**THE EXERCISE:**
Rewrite the data below with each "Target" changed to "Object", leaving every other character as it is.

--- ENTRIES PROVIDED ---

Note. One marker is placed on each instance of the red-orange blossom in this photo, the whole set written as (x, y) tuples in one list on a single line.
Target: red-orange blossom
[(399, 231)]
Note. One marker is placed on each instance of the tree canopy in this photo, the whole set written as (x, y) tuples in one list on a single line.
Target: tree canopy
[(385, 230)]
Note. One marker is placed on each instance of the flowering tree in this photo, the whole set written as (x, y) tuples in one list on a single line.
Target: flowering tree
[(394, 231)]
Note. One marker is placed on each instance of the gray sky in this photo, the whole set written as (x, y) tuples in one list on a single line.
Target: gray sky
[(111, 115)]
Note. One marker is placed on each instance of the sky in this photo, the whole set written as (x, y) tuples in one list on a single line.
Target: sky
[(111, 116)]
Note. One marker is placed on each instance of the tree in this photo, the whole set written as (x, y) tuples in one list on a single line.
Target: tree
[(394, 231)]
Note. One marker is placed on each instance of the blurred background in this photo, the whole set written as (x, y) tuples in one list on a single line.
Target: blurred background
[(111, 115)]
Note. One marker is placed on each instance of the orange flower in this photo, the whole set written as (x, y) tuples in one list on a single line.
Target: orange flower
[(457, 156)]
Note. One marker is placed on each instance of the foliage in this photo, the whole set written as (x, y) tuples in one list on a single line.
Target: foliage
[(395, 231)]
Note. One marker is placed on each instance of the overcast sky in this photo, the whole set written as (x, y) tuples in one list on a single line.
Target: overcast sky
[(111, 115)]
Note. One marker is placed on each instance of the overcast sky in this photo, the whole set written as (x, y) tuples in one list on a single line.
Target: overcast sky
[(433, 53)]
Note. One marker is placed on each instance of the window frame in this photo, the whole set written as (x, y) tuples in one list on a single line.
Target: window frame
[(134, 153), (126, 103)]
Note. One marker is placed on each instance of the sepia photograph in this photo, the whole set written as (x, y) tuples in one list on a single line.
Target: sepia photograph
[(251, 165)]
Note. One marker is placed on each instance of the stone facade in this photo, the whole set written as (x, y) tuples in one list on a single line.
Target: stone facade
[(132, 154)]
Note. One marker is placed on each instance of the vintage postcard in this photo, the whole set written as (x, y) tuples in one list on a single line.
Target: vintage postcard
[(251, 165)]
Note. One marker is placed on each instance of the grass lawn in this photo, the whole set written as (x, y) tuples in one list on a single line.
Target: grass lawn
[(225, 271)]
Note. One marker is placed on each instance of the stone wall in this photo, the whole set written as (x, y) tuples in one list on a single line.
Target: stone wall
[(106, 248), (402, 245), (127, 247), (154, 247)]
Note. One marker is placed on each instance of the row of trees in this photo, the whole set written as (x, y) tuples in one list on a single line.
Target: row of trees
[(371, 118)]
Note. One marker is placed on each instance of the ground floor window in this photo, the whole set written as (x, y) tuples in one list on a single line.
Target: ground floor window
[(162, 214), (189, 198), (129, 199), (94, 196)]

---

**EXERCISE SOLUTION:**
Note. One marker is placed on each instance of the red-orange blossom in this photo, the whole set written as (x, y) tuples in one list on a single line.
Object: red-orange blossom
[(399, 231)]
Note. One marker is placed on each instance of the tree canopy in this photo, the whole set written as (x, y) tuples in one list on a single line.
Object: tree canopy
[(385, 230)]
Note. One marker is placed on each instance of the flowering tree in this photo, the whole set written as (x, y) tuples in one list on a single line.
Object: flowering tree
[(394, 231)]
Note. One marker is placed on each instance of the gray sky in this photo, the whole set written as (x, y) tuples in one list on a single line.
Object: gray sky
[(111, 115)]
Note. One marker is placed on each instance of the sky in this photo, the whole set written as (x, y) tuples in one list on a single line.
Object: sky
[(111, 116)]
Note. One marker is placed on each instance of the tree in this photo, the whole set written as (x, y) tuples in one list on a single line.
Object: tree
[(394, 231)]
Note. One marker is placed on each instance of the blurred background in this photo, the whole set written as (x, y) tuples in one list on a single line.
Object: blurred background
[(111, 115)]
Note. One marker is placed on each instance of the orange flower in this photo, the whole set written as (x, y) tuples in one list on a single line.
Object: orange flower
[(457, 156)]
Note. One marker is placed on each instance of the foliage in this photo, the whole set written as (x, y) tuples in one list on a single line.
Object: foliage
[(395, 231)]
Note. One marker is placed on each instance of the overcast sky in this photo, the whole set written as (x, y) tuples in one list on a single line.
Object: overcast sky
[(111, 115)]
Note. One marker is placed on each instance of the overcast sky in this photo, the whole set written as (x, y) tuples in one list on a single line.
Object: overcast sky
[(433, 53)]
Note. One marker is placed on each instance of the window frame in this photo, the whole set written as (x, y) tuples in one list on a single line.
Object: window frame
[(134, 153), (126, 103)]
Note. One marker is placed on each instance of the sepia photograph in this photo, the whole set written as (x, y) tuples in one list on a single line.
Object: sepia photograph
[(251, 165)]
Note. One marker is placed on each instance of the stone facade in this photo, the whole set written as (x, y) tuples in one list on a single line.
Object: stone facade
[(132, 154)]
Note. One marker is placed on each instance of the vintage postcard in this photo, the whole set written as (x, y) tuples in one list on a single line.
Object: vintage postcard
[(251, 165)]
Note. One marker is placed on each instance of the grass lawn in this photo, the whole set written as (x, y) tuples in one list on a single line.
Object: grass lawn
[(225, 271)]
Note. One marker is placed on each instance of the stone wall in this photo, the whole set written as (x, y) tuples in one list on a single line.
Object: stone wall
[(106, 248), (402, 245), (127, 247), (154, 247)]
Note. One marker is placed on each instance of the row of trees in this photo, the whole set written as (x, y) tuples in one list on a single line.
Object: row of trees
[(371, 118)]
Note. One marker is placed on each instance of the ground floor window in this photo, the whole set written as (x, y) tuples in one list on a single line.
Object: ground floor window
[(162, 214), (189, 198), (129, 199), (94, 196)]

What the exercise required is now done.